REQUIREMENT A: Reproduce the section of the kernel mailing-list reply that starts with the words containing "On Thu, Jun" and ends with "Adjusting SLAB_DESTROY_BY_RCU flags.".

Re: [PATCH v2 10/10] nf_conntrack: Use rcu_barrier() and fixkmem_cache_create flags

From: Paul E. McKenney
Date: Thu Jun 25 2009 - 15:32:45 EST


On Thu, Jun 25, 2009 at 11:29:13AM +0200, Jesper Dangaard Brouer wrote:
>
> On Wed, 2009-06-24 at 15:58 +0200, Patrick McHardy wrote:
> > Jesper Dangaard Brouer wrote:
> > > Adjusting SLAB_DESTROY_BY_RCU flags.
> > >
> > > kmem_cache_create("nf_conntrack", ...) does not need the
> > > SLAB_DESTROY_BY_RCU flag.
> >
> > It does need it. We're using it instead of call_rcu() for conntracks.
> >
> > > But the
> > > kmem_cache_create("nf_conntrack_expect", ...) should use the
> > > SLAB_DESTROY_BY_RCU flag, because it uses a call_rcu() callback to
> > > invoke kmem_cache_free().
> >
> > No, using call_rcu() means we don't need SLAB_DESTROY_BY_RCU.
> > Please see the note in include/linux/slab.h.
>
> Oh, I see. The description is some what cryptic, but I think I got it,
> after reading through the code.
>
> BUT this still means that we need to do rcu_barrier() if the
> SLAB_DESTROY_BY_RCU is NOT set and we do call_rcu() our self.
>
> Look at: slab.c kmem_cache_destroy()
>
> void kmem_cache_destroy(struct kmem_cache *cachep)
> {
> ...<cut>...
> if (__cache_shrink(cachep)) {
> slab_error(cachep, "Can't free all objects");
> ...<cut>...
> return;
> }
>
> if (unlikely(cachep->flags & SLAB_DESTROY_BY_RCU))
> synchronize_rcu();
>
> __kmem_cache_destroy(cachep);
> ...<cut>...
> }
>
> My understanding for the code is (please feel free to correct me): that
> if SLAB_DESTROY_BY_RCU _is_ set, then the __cache_shrink() call will
> call drain_freelist(), which calls slab_destroy().
>
> If SLAB_DESTROY_BY_RCU _is_ set, then slab_destroy() will then start a
> call_rcu() callback to kmem_rcu_free() which calls kmem_cache_free().
> Given that the callback code kmem_rcu_free() is not removed, we are not
> worried about unloading the module at this point.
>
> I'm a bit worried about what happens if __kmem_cache_destroy() is
> invoked and there is still callbacks for kmem_rcu_free() in flight?
> The synchronize_rcu() between __cache_shrink() and
> __kmem_cache_destroy() should perhaps be changed to rcu_barrier()?

It looks to me like it should, good catch!!! I sent a proposed patch
to the maintainers.

Thanx, Paul

> But I'm sure that the SLAB/MM guys will tell me that this case is
> handled (and something about its unlinked from the appropiate
> lists)??? ;-)
>
>
> > > RCU barriers, rcu_barrier(), is inserted two places.

REQUIREMENT B: State how many lines of the listing below contain the string "bouquet", and give only that number.

Region-labeling entries:
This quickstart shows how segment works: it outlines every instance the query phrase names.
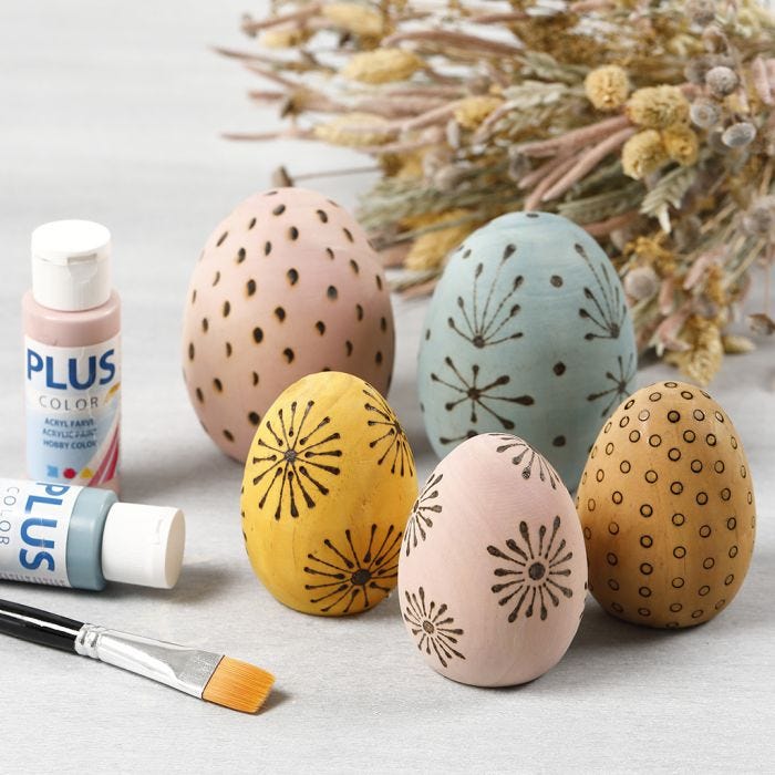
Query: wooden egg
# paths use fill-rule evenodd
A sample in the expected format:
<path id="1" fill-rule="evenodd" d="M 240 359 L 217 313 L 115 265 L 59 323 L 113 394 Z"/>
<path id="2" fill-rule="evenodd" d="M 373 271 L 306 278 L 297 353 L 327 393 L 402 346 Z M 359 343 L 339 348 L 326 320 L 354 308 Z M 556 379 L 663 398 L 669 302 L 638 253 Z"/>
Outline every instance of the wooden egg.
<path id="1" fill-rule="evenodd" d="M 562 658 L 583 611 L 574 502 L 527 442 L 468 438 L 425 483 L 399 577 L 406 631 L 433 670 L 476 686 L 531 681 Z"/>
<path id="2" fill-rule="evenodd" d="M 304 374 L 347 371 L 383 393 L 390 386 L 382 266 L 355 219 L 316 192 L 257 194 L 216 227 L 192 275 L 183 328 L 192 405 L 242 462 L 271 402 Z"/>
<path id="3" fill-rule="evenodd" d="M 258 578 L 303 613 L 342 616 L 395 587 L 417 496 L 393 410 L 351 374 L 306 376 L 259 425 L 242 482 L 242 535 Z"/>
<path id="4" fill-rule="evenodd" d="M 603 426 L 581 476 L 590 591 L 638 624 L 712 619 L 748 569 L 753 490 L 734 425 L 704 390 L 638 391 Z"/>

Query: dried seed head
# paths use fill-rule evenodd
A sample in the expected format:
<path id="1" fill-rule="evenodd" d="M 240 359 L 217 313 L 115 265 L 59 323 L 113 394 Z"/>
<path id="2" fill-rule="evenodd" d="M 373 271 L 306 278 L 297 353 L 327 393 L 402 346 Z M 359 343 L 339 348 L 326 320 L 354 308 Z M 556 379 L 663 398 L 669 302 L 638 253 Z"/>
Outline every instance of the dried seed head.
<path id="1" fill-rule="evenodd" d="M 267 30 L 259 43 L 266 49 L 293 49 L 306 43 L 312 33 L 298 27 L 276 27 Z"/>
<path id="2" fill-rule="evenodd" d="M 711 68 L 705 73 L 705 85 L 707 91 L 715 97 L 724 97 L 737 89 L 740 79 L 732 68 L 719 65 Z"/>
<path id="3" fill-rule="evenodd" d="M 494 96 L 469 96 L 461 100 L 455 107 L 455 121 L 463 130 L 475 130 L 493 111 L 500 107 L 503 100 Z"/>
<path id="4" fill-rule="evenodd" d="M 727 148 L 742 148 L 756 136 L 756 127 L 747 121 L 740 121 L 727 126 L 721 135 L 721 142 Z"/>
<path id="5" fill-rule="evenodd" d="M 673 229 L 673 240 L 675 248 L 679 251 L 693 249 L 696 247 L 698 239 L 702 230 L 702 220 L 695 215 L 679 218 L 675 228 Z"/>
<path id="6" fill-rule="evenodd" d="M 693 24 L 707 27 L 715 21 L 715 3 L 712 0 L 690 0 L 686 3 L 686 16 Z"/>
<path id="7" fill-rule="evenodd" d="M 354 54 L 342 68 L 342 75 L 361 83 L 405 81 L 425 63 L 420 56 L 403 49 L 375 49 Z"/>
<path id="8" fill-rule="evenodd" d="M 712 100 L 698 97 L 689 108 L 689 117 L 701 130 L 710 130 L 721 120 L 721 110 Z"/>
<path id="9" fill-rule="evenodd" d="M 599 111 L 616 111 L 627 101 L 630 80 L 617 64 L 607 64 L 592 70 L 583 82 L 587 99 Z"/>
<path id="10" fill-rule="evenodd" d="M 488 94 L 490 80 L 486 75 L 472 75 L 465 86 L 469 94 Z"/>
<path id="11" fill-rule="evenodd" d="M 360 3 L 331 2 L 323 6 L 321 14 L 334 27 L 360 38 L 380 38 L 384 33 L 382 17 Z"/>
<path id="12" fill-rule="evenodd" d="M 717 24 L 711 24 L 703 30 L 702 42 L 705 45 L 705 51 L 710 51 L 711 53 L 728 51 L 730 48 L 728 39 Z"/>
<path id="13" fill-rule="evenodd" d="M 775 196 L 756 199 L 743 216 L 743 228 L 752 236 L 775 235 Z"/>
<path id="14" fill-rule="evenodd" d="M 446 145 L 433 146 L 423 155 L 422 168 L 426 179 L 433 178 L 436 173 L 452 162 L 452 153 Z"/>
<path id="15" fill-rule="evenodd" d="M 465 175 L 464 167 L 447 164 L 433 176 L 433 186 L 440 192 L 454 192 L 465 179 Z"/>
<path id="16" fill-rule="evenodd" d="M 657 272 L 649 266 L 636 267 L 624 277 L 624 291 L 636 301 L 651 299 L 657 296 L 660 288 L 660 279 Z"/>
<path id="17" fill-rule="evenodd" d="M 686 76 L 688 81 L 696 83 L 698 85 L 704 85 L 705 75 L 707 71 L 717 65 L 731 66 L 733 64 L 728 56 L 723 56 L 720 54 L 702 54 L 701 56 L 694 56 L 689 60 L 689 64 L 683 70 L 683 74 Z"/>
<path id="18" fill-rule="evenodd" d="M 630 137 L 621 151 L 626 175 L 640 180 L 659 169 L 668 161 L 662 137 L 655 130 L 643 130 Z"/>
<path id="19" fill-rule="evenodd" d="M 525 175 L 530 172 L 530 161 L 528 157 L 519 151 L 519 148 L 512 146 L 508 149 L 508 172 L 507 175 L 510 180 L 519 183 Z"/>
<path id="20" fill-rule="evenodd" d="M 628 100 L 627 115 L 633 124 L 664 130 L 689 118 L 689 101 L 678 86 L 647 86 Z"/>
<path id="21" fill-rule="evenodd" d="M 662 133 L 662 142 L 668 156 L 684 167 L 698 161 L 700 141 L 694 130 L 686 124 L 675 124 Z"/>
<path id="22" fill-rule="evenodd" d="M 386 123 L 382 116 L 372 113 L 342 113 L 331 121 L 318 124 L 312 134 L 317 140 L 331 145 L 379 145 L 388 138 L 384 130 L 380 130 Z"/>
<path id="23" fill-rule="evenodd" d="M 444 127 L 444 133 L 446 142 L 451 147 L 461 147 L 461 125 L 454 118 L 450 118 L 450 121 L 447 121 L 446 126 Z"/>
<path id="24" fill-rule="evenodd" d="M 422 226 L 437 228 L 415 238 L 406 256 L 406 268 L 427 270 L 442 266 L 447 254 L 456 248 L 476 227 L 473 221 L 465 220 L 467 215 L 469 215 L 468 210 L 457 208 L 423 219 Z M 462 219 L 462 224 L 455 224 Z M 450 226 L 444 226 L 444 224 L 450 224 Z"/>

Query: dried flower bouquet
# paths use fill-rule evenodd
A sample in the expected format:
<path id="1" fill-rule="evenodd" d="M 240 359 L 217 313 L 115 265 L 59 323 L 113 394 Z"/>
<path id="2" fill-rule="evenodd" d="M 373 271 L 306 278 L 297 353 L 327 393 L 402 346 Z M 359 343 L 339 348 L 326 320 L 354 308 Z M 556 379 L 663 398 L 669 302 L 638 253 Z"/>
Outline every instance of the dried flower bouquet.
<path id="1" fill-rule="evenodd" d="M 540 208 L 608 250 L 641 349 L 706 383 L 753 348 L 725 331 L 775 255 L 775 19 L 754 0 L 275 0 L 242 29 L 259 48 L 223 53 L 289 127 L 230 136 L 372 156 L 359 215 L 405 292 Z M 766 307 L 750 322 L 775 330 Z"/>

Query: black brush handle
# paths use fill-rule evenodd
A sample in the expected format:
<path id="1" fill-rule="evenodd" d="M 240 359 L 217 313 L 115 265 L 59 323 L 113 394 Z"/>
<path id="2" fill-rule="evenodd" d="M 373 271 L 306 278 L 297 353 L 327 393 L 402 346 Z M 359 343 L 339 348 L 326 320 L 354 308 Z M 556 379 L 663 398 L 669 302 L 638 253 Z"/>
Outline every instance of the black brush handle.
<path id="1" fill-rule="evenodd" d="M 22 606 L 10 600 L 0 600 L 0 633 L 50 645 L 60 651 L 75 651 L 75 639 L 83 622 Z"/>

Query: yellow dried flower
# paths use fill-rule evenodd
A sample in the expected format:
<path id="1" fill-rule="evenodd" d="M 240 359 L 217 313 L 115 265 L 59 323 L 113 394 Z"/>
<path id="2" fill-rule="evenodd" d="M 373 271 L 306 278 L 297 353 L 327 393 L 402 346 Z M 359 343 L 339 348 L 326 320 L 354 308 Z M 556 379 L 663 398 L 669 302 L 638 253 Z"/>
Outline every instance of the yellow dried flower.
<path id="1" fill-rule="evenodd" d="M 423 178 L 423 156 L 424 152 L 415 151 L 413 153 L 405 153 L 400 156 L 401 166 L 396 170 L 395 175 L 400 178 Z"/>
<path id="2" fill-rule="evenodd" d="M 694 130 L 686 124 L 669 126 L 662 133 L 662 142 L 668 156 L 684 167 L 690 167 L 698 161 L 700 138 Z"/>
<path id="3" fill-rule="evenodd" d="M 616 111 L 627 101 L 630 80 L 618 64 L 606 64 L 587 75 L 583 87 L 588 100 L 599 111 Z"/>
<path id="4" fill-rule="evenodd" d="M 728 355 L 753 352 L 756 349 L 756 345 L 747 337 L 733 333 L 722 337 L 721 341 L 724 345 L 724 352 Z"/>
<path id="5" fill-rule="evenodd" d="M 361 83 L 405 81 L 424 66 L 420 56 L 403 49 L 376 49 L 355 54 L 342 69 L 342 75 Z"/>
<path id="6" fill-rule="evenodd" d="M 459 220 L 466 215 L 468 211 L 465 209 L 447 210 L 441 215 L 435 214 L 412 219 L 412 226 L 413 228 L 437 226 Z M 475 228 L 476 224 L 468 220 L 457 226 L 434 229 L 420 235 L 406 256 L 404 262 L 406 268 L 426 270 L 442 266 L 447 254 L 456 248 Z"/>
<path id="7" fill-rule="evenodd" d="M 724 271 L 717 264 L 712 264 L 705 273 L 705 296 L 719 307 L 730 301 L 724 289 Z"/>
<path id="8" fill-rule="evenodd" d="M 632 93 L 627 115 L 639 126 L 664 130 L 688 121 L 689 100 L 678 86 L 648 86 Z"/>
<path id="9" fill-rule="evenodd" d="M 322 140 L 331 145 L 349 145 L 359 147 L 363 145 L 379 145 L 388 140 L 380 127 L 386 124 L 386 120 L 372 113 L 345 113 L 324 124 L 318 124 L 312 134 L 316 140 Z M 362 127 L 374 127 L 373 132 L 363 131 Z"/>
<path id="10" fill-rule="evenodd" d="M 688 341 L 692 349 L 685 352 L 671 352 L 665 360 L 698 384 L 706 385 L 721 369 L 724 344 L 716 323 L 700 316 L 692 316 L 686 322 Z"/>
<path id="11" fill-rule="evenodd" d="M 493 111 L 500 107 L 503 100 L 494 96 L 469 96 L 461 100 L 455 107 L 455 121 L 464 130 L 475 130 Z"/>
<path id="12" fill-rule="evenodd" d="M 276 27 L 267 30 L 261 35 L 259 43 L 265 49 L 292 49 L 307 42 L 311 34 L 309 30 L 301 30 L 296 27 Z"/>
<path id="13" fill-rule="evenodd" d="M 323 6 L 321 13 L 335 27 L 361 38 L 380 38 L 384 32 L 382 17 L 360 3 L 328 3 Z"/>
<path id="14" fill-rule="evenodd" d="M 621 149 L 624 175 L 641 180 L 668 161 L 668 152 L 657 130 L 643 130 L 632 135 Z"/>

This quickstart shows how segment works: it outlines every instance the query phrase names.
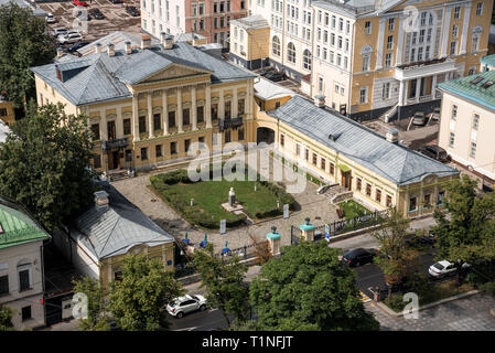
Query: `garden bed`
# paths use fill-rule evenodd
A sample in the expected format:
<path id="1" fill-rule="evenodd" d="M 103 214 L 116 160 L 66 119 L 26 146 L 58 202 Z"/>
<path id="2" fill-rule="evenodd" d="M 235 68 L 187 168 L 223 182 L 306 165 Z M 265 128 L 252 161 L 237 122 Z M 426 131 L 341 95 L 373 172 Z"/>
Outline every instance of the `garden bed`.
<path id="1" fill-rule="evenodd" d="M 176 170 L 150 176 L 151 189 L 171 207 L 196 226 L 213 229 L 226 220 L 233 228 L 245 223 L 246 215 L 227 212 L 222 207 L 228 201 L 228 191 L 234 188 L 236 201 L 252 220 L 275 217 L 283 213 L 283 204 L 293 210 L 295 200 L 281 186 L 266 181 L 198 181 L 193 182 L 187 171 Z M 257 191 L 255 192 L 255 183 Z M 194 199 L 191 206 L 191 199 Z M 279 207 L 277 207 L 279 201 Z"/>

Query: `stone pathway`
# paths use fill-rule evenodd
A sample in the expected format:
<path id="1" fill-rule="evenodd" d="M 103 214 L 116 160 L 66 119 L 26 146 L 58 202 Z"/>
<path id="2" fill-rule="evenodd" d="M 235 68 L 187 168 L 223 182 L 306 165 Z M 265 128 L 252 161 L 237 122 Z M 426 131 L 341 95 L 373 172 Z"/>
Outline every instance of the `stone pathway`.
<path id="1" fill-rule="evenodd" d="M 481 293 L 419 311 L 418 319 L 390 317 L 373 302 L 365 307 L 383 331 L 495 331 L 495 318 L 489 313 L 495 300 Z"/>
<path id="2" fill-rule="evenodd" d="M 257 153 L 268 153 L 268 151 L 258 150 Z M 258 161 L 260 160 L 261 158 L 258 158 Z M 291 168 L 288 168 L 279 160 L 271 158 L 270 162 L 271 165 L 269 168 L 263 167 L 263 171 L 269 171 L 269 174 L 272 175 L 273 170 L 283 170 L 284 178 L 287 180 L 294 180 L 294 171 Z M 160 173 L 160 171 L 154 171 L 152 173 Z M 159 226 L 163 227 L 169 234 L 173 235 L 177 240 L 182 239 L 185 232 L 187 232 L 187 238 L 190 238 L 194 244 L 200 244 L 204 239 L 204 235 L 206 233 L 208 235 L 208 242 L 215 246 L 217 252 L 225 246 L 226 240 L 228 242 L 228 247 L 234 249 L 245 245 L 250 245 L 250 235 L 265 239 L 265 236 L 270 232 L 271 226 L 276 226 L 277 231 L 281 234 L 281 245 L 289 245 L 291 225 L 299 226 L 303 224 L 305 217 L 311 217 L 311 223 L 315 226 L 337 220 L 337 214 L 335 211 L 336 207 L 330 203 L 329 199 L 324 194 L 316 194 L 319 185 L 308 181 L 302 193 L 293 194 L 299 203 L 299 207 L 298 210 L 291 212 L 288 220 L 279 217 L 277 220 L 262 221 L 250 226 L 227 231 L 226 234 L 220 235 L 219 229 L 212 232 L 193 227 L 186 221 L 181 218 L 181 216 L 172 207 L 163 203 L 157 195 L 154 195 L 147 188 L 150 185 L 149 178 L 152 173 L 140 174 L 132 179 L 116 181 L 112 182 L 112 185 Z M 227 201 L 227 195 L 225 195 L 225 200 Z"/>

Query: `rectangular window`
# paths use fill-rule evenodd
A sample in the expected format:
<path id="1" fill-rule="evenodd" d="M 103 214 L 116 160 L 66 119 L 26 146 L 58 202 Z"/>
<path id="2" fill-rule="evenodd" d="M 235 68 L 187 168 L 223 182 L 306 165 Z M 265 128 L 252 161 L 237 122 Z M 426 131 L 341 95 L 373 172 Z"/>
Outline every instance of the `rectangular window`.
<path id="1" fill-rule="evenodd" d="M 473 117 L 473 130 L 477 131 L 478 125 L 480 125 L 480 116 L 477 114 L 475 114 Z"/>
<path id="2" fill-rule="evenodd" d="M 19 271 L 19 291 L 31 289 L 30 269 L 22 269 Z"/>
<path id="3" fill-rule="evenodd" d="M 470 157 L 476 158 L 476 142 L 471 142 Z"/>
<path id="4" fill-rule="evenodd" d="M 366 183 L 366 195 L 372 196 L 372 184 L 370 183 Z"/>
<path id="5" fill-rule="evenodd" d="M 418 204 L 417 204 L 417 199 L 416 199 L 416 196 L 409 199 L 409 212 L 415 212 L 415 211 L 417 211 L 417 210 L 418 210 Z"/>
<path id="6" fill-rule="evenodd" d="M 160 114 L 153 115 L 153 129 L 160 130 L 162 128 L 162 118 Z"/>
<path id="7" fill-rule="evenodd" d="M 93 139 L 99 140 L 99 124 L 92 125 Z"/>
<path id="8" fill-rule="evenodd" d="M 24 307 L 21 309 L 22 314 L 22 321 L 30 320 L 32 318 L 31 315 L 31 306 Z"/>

CORRECT RESULT A:
On Thu, Jun 25, 2009 at 11:29:13AM +0200, Jesper Dangaard Brouer wrote:
>
> On Wed, 2009-06-24 at 15:58 +0200, Patrick McHardy wrote:
> > Jesper Dangaard Brouer wrote:
> > > Adjusting SLAB_DESTROY_BY_RCU flags.

CORRECT RESULT B: 2